▶ **Prompt**: Check each line of the listing below for the word "trunk" and say how many lines have it. Nothing else should be written.
*** Block opens ***
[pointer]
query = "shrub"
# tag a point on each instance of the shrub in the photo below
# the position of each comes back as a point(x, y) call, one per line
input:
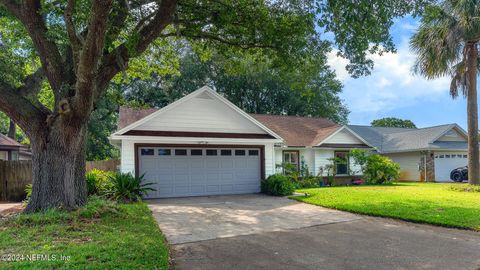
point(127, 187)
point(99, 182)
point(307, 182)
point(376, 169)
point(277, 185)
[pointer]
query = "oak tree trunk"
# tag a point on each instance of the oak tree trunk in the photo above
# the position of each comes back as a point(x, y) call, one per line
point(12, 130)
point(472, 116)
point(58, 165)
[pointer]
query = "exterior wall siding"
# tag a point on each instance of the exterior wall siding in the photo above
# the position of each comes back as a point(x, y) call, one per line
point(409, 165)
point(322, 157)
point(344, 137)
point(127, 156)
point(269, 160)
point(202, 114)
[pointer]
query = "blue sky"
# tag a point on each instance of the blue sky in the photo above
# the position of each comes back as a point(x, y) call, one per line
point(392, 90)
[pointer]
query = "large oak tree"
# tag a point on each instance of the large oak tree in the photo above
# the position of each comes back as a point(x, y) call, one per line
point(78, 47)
*** Block closes ***
*** Block opens ***
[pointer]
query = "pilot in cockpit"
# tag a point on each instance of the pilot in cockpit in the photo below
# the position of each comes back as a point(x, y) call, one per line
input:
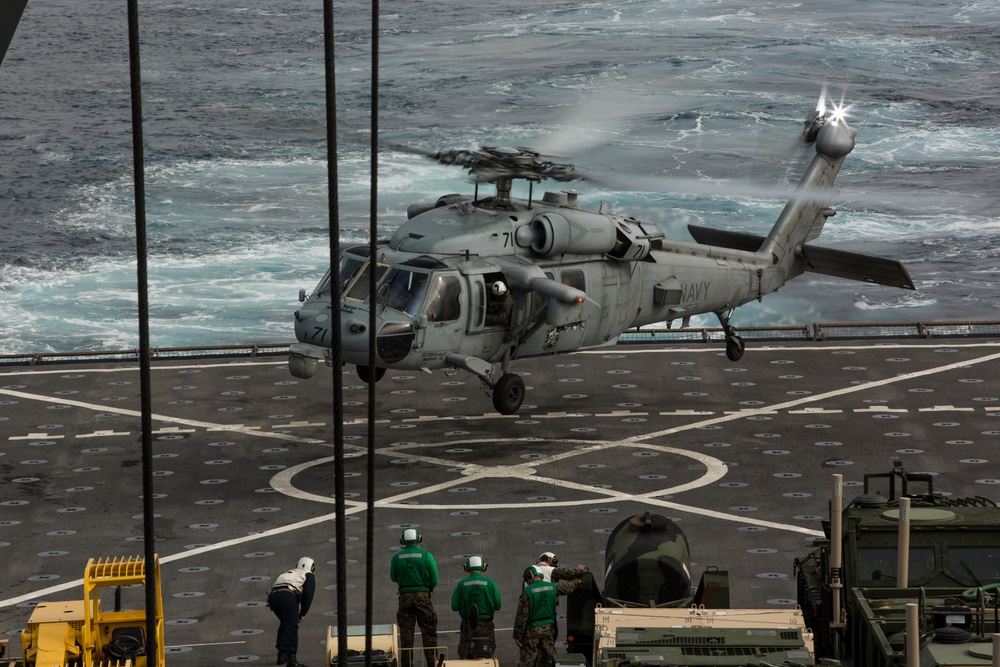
*** Block closes ***
▶ **The completed task**: 2